What you should do
Rewrite everything from the line containing "Target: crowd of people" down to the end of the rows, swapping "backpack" for "rucksack" and leaving every other character unchanged.

Data shown
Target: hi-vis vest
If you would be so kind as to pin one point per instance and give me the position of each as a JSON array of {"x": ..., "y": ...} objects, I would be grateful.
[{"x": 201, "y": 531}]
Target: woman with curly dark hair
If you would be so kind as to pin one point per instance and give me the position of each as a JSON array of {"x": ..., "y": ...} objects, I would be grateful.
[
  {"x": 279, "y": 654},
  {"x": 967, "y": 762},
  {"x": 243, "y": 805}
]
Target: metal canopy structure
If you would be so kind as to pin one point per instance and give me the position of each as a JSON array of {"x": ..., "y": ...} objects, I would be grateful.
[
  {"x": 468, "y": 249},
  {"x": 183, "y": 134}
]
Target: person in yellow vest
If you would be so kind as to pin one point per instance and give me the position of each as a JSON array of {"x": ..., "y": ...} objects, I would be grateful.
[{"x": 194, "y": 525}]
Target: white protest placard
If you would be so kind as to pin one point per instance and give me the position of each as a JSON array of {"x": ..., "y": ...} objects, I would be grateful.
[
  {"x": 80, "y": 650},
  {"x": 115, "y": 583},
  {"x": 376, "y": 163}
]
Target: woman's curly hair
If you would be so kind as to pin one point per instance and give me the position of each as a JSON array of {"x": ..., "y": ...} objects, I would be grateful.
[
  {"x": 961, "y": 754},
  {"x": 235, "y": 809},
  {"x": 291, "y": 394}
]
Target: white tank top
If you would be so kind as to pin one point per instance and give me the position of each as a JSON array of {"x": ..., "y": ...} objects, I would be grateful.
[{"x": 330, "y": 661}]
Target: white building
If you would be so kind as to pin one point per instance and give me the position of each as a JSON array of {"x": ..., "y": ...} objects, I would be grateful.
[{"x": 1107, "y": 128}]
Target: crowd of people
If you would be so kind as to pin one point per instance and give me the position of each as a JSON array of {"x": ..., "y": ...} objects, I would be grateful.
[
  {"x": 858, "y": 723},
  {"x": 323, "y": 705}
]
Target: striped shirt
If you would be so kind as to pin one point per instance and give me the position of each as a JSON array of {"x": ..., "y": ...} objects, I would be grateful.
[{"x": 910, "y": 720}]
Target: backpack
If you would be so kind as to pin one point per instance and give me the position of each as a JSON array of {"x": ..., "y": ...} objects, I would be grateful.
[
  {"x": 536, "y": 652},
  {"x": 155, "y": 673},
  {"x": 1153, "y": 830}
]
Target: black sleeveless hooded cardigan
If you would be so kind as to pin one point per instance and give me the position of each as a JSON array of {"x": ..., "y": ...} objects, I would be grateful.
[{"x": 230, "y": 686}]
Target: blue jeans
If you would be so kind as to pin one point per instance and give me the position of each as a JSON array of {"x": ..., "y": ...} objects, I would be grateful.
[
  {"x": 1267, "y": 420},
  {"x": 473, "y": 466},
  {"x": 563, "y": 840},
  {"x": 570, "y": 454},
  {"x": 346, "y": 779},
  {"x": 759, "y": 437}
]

The result
Target: crowd of people
If you would be so kind as to pin one point per instance and give me the position of each as a JSON array of {"x": ..., "y": ...} objects, I would be grateful.
[
  {"x": 858, "y": 723},
  {"x": 323, "y": 705}
]
Target: striped shirt
If you would be so kind as to pin one point per instance and give me the position of each as a JSON array of {"x": ..., "y": ...} objects, I would be grateful.
[{"x": 910, "y": 720}]
Target: rucksack
If you would be so kind as to pin one point per instance and give me the position of each as a JSON array of {"x": ..., "y": ...} objects, I would be grateful.
[
  {"x": 536, "y": 652},
  {"x": 155, "y": 673},
  {"x": 1153, "y": 830}
]
Target: black sleeveless hooded cardigan
If you would be so kind as to pin one point per instance and give me the position of each as a JSON array of {"x": ..., "y": ...} objects, I would be grateful.
[{"x": 230, "y": 686}]
Target: blue jeans
If you would be so kind as to pin one point per instance and give me the position of each as a JSON array of {"x": ..., "y": ...} objects, I would be grateful.
[
  {"x": 1267, "y": 420},
  {"x": 473, "y": 466},
  {"x": 563, "y": 840},
  {"x": 570, "y": 454},
  {"x": 346, "y": 779},
  {"x": 759, "y": 437}
]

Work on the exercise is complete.